Requirement —
Rewrite the material from the line with "Locate the forest and" up to and including the line with "[280,21,347,69]", changing "sand" to "gravel" and leaving everything else the same.

Supplied data —
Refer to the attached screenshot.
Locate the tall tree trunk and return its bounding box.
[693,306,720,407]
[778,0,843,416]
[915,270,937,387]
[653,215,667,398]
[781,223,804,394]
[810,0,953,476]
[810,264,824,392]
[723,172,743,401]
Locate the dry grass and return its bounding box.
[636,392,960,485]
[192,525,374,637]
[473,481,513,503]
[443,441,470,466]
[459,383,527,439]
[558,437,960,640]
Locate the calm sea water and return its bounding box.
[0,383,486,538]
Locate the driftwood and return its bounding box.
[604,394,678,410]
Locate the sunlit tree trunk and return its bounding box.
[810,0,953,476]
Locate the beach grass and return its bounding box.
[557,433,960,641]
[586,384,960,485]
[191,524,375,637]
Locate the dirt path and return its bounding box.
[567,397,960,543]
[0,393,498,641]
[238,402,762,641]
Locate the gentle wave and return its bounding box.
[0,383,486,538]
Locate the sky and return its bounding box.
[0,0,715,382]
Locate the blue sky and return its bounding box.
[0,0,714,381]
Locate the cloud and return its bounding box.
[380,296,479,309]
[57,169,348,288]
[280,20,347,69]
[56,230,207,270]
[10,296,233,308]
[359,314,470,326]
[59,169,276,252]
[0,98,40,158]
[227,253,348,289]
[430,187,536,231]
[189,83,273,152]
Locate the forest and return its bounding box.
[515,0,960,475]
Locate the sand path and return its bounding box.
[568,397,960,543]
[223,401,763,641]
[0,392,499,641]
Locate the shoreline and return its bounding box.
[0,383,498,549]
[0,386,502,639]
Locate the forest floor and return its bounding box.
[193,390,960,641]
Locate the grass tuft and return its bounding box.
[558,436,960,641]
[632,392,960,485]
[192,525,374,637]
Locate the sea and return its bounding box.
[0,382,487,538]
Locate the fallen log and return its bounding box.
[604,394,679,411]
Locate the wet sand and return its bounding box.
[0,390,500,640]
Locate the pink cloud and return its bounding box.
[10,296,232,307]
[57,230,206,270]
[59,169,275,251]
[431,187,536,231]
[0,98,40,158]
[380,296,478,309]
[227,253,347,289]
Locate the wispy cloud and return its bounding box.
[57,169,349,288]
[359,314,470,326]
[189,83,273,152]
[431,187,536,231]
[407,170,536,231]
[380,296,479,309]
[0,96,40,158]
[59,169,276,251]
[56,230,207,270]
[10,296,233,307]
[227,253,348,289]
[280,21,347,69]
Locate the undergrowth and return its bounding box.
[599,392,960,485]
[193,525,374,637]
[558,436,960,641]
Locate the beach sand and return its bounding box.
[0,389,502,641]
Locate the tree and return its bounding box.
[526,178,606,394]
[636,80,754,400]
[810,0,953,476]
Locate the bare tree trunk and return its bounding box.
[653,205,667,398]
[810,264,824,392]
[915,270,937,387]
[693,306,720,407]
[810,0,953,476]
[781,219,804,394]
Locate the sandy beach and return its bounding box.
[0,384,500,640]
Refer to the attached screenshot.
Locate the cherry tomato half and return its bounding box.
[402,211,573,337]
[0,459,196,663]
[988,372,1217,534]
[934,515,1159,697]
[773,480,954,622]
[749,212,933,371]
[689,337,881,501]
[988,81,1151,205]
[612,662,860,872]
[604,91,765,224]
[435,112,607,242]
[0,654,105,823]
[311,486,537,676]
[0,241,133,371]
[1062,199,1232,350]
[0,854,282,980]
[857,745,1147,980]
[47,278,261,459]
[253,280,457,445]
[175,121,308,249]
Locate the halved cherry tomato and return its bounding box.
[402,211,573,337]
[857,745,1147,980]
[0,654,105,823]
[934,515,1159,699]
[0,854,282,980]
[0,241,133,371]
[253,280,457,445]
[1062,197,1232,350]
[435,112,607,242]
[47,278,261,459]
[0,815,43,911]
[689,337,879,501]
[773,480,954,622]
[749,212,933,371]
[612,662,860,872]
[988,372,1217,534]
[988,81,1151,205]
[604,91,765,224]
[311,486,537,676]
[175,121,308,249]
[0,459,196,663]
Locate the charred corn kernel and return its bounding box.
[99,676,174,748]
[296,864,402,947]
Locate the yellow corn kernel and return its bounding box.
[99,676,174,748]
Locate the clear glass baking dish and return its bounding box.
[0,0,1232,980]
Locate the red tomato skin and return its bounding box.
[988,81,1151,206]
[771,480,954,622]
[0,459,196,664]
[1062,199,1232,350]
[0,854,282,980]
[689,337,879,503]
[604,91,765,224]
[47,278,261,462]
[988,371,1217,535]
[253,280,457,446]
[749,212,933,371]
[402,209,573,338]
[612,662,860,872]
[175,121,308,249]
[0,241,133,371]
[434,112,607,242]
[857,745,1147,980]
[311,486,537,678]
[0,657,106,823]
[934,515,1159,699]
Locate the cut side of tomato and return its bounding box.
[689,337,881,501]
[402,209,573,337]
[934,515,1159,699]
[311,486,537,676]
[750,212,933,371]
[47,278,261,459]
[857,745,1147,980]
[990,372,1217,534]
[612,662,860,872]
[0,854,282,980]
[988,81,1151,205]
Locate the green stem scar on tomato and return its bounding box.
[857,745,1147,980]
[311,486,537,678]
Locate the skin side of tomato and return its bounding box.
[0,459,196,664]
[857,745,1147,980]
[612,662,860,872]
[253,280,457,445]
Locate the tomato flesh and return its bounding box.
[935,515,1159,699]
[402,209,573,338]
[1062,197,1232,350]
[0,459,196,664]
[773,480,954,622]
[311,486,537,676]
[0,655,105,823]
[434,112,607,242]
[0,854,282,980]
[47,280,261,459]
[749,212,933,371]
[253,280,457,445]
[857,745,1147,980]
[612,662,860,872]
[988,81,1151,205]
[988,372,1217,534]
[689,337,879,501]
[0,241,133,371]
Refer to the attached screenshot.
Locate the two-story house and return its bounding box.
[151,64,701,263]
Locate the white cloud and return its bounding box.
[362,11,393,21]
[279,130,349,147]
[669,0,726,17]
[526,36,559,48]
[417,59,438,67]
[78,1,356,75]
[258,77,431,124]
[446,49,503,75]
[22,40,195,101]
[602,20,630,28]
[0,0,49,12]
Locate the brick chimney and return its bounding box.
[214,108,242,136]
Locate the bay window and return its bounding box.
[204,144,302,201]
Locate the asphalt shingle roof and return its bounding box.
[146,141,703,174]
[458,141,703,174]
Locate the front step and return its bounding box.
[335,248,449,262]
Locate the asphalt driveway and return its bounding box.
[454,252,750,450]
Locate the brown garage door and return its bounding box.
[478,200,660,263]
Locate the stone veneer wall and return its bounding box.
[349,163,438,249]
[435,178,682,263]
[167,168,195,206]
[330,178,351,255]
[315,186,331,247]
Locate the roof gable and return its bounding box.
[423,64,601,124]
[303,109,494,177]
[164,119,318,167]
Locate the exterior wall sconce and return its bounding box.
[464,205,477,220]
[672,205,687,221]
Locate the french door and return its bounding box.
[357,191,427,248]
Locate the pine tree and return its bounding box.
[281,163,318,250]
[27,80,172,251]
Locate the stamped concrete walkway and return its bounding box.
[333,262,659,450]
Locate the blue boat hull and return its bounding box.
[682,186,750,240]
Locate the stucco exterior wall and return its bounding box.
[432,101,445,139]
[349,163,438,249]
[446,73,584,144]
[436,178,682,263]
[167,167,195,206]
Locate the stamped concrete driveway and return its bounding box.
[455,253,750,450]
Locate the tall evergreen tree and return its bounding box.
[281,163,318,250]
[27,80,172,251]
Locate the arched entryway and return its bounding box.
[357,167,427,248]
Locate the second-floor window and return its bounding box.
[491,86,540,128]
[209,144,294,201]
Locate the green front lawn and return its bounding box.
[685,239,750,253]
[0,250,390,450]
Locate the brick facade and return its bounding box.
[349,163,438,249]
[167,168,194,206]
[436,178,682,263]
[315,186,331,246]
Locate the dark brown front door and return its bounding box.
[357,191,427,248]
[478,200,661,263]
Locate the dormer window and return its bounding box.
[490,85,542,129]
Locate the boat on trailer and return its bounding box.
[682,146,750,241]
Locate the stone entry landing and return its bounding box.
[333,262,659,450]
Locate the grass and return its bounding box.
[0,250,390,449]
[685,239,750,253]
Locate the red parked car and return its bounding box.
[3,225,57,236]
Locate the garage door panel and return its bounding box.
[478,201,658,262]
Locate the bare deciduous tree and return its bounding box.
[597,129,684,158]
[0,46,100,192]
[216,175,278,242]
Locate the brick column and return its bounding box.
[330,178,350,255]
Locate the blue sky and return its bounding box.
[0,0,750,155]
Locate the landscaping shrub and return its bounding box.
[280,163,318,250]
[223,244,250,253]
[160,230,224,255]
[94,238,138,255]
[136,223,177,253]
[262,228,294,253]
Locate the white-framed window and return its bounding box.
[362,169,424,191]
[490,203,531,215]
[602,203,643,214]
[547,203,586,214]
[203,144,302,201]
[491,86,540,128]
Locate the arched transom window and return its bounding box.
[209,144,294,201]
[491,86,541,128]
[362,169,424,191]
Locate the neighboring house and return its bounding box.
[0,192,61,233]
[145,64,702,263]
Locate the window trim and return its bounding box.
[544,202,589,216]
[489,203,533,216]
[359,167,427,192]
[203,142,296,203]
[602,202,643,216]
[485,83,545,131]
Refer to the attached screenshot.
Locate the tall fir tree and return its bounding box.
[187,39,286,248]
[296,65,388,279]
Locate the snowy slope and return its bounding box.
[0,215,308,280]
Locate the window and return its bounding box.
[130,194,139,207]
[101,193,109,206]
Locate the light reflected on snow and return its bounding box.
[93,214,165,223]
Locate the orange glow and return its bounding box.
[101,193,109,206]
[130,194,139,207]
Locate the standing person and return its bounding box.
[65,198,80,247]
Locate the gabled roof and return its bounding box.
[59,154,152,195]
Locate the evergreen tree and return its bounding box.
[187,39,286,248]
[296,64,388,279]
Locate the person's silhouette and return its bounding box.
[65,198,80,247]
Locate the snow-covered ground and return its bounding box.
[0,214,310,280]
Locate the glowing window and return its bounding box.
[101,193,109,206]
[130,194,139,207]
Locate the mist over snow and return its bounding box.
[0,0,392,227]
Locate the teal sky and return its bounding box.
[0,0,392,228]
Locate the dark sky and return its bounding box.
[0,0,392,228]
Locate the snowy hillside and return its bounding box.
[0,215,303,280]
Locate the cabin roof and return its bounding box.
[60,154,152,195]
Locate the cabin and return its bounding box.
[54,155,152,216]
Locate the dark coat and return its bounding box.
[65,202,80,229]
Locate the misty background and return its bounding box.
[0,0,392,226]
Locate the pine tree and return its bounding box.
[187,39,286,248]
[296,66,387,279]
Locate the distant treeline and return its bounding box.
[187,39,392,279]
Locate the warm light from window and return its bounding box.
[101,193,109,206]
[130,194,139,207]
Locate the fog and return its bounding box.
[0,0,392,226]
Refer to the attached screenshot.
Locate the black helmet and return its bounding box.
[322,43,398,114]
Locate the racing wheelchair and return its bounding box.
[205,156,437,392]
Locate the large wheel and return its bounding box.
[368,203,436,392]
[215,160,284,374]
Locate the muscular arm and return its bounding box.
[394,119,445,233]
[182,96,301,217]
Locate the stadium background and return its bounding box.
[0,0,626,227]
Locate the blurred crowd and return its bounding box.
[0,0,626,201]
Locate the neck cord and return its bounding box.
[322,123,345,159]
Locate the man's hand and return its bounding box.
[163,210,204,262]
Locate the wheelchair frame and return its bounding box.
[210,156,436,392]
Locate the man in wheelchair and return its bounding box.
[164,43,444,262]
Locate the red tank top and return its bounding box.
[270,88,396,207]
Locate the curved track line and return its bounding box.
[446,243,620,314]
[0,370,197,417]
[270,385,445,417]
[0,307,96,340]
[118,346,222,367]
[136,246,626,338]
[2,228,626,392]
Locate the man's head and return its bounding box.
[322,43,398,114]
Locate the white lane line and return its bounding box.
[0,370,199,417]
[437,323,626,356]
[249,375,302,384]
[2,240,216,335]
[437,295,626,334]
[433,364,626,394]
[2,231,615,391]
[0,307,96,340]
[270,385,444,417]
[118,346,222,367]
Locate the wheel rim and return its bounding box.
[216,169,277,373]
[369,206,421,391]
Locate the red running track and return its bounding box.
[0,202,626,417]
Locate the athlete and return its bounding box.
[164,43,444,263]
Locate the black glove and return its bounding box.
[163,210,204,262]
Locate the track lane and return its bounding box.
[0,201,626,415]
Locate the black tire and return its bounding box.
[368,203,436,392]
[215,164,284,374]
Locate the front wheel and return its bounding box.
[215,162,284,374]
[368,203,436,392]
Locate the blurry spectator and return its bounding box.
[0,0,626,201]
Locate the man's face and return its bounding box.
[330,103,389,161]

Result of this task —
Locate the forest and return its bounding box.
[515,0,960,475]
Locate the gravel path and return its bounding box.
[568,397,960,543]
[223,401,763,641]
[0,392,499,641]
Locate the shoreline and return its bounding box.
[0,383,498,549]
[0,386,502,639]
Locate the forest floor and return its bounding box.
[193,390,960,641]
Locate the grass tuft and return its bounding box.
[558,436,960,641]
[632,392,960,485]
[192,525,374,637]
Locate the sea and return its bounding box.
[0,382,487,538]
Locate the fallen log and return its bounding box.
[604,394,679,411]
Locate the wet gravel and return its bounding box.
[0,390,500,640]
Locate the pink cloud and return its bounding box.
[10,296,232,307]
[57,230,206,270]
[59,169,275,251]
[431,187,536,231]
[0,98,40,158]
[380,296,478,309]
[227,253,347,289]
Locate the wispy cloud and return its bounding box.
[57,169,349,288]
[359,314,470,326]
[189,83,273,152]
[431,187,536,231]
[407,170,536,231]
[380,296,479,309]
[0,96,40,158]
[59,169,276,251]
[56,230,207,270]
[10,296,233,307]
[227,253,348,289]
[280,21,347,69]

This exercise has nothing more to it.